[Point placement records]
================================
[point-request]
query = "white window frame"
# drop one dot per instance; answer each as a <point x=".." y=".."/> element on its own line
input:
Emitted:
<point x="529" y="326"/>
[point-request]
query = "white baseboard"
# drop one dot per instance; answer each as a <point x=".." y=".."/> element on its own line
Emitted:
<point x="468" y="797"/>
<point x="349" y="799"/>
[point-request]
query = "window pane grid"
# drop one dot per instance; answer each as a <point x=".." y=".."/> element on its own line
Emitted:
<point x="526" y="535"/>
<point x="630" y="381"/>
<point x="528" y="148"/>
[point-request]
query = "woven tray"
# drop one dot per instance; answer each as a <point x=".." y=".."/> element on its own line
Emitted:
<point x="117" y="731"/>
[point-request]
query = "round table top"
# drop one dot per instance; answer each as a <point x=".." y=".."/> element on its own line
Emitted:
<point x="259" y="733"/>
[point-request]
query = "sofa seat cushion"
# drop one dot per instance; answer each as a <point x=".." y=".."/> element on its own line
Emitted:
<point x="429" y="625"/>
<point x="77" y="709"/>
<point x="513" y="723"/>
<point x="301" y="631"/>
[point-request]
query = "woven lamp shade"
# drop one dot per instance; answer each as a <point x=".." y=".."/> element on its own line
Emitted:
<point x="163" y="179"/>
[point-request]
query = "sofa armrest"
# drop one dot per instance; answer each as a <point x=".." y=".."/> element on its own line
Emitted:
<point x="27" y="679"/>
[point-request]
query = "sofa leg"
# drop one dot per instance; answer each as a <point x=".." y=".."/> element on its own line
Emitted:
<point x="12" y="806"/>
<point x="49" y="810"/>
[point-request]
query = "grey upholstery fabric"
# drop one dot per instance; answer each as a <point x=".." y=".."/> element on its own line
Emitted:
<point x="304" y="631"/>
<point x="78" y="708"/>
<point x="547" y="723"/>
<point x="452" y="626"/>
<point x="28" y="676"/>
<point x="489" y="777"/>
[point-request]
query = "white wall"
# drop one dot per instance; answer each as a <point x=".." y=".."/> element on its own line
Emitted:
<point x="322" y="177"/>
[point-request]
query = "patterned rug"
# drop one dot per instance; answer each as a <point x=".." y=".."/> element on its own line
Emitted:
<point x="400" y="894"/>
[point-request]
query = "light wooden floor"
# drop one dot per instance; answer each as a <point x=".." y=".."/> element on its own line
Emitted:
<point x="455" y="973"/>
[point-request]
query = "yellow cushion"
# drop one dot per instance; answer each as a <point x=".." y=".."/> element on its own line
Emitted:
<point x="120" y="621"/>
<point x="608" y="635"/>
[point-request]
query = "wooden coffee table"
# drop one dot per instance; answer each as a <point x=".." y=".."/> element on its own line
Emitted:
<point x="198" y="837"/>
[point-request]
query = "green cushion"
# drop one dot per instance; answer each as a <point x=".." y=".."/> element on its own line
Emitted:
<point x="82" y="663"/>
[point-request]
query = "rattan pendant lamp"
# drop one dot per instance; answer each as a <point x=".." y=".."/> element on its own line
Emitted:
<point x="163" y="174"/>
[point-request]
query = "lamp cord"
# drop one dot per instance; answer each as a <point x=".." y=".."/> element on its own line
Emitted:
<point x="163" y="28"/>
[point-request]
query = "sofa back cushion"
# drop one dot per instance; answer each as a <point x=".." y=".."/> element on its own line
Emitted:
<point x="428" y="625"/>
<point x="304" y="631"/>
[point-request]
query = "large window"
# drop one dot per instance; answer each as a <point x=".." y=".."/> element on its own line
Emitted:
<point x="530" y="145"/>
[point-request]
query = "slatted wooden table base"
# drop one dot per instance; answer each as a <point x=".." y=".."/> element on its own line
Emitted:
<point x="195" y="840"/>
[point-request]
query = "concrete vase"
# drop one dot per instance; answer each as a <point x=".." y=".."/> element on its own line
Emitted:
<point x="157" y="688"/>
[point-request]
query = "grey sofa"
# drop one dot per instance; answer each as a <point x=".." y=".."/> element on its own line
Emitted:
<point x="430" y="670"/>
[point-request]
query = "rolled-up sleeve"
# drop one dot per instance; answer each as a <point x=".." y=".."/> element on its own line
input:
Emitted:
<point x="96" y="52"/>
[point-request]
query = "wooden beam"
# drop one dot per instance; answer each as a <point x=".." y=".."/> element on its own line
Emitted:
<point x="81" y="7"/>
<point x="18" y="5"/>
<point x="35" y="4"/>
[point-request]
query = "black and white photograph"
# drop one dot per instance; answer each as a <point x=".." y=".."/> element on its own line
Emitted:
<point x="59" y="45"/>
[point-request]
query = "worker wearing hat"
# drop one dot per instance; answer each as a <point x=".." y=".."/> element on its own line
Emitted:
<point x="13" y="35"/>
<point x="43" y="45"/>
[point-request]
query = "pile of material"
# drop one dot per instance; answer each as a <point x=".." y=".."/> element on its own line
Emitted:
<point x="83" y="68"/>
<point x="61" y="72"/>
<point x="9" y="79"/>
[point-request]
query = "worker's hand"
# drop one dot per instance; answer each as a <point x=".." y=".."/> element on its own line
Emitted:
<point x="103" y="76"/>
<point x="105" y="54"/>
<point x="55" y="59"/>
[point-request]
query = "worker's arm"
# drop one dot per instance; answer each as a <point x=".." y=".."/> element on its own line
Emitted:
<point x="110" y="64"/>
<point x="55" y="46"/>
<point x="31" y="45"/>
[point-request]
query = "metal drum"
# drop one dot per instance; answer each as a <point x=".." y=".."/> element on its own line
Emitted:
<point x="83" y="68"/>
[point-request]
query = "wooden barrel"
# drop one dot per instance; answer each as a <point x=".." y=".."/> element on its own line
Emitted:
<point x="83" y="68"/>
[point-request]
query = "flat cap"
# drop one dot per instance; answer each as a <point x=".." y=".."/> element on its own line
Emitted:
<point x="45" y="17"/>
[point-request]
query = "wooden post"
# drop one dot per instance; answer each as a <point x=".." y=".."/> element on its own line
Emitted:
================================
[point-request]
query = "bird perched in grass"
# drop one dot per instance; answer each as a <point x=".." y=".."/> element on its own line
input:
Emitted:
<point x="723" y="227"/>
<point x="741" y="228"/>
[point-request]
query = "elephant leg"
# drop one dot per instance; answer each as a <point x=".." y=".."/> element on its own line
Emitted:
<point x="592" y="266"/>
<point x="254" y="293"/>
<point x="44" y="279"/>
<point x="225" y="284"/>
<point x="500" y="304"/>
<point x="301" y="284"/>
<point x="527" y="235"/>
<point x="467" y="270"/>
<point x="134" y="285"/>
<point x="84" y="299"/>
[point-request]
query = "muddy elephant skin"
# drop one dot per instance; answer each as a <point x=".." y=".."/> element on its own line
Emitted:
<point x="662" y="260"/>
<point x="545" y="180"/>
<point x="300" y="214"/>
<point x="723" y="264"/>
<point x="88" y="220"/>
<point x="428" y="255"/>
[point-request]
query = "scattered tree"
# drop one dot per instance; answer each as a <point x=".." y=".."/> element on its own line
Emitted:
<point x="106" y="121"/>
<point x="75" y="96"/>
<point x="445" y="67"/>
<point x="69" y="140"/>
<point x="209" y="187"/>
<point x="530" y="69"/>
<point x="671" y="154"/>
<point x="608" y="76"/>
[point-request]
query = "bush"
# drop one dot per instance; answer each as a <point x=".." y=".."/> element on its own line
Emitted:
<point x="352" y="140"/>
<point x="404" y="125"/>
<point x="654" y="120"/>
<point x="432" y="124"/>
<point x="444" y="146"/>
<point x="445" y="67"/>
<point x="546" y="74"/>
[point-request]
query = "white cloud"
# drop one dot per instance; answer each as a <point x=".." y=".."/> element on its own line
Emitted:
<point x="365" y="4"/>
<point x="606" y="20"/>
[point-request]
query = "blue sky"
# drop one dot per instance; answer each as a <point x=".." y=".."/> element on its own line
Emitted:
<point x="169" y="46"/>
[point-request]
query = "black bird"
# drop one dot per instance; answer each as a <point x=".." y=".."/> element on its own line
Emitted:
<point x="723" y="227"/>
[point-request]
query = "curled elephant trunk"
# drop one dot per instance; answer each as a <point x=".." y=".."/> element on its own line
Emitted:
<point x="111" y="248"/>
================================
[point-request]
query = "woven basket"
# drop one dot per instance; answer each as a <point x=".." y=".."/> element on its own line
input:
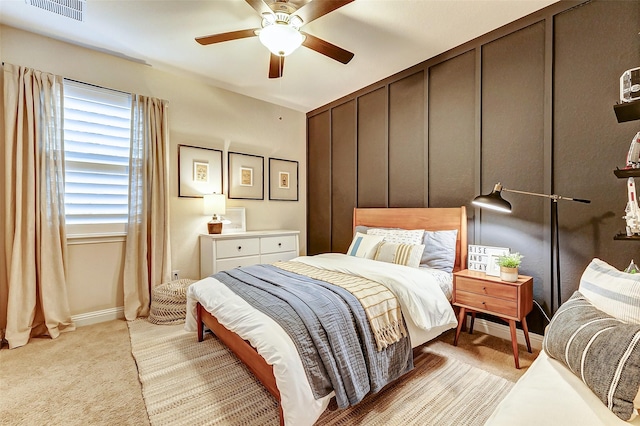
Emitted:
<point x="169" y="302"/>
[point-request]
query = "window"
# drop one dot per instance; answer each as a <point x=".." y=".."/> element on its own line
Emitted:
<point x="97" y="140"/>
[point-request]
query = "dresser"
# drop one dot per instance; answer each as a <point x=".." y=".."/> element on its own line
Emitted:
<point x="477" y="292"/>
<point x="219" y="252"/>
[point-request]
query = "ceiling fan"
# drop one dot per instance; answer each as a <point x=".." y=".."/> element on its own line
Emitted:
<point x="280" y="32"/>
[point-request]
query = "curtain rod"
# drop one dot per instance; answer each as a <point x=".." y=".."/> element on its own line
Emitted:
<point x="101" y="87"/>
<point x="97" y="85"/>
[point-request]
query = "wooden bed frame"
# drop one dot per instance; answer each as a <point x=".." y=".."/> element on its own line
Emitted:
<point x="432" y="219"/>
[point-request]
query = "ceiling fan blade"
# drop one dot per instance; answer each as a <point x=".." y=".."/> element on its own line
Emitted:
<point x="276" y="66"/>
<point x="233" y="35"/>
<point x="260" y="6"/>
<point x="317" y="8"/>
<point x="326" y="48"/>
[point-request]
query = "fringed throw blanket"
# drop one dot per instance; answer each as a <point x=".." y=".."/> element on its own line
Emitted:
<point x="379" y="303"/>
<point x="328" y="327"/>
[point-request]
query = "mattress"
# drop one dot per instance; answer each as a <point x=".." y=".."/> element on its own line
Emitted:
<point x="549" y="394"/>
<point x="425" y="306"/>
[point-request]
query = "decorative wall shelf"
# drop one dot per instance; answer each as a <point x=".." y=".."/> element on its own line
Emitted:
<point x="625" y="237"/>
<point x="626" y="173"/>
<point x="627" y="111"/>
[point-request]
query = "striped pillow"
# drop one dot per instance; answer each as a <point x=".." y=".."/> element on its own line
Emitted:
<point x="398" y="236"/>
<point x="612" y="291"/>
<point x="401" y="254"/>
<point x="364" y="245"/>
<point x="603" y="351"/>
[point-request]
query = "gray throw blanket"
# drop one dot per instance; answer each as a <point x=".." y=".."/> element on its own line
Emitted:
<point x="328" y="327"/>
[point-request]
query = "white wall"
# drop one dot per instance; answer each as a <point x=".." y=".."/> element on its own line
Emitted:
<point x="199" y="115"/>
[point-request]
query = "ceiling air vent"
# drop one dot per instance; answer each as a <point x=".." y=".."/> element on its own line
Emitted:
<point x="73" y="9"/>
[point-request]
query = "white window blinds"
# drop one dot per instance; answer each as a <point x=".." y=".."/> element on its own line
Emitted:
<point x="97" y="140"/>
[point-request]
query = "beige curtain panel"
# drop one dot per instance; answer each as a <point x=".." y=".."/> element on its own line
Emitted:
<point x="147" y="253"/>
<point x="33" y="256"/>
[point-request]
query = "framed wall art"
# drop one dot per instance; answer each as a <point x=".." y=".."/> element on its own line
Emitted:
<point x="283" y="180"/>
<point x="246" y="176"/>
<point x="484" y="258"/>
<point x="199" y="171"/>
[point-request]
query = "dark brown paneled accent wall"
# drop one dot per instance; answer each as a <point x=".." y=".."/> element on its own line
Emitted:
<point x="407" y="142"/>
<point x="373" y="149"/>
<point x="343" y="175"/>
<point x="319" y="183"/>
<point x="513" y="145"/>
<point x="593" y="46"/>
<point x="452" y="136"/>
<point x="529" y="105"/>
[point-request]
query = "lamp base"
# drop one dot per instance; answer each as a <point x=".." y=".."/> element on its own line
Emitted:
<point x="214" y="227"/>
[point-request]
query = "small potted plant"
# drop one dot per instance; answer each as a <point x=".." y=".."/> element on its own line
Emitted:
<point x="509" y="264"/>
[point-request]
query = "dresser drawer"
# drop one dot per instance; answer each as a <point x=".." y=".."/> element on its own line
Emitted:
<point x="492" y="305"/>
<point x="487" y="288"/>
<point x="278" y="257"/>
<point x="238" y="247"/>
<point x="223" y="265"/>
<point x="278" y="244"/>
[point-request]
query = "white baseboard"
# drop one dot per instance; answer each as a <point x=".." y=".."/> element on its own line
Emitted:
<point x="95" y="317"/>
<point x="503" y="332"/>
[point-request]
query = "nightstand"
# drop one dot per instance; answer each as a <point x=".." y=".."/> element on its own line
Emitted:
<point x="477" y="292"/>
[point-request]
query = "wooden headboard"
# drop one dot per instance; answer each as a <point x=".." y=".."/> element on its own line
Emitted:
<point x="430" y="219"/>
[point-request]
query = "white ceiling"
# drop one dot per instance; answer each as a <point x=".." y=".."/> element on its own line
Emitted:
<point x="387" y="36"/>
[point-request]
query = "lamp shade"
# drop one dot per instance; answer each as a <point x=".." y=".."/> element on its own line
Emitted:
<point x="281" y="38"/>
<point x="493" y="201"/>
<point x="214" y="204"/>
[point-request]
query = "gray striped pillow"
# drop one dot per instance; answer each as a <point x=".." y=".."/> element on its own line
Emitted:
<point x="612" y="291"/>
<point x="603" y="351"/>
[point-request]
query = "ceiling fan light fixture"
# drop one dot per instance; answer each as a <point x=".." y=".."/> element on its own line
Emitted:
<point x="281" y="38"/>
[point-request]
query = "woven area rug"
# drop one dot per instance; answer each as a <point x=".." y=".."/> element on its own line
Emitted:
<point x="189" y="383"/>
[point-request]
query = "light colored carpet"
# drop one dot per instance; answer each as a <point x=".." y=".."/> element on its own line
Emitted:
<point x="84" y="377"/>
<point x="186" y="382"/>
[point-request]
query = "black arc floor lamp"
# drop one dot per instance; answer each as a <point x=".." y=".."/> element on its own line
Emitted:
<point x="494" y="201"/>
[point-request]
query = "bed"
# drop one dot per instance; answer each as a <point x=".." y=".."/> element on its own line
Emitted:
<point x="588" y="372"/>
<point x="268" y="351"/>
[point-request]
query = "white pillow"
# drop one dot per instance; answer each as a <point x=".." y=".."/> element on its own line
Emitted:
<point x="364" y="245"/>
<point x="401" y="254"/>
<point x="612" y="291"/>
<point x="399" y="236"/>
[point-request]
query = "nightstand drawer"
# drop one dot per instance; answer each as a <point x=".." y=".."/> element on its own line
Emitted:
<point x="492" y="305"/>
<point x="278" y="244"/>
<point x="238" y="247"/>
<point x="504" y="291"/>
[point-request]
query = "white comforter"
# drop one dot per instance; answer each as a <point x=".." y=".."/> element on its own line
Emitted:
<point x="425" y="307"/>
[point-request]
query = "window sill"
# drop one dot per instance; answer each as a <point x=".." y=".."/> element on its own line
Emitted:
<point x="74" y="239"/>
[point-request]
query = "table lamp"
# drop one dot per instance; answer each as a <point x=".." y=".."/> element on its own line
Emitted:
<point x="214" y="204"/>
================================
**Exercise**: Copy out every line in the data above that contains the word "gray".

**Expected answer**:
query = "gray throw blanket"
query = "gray striped pillow"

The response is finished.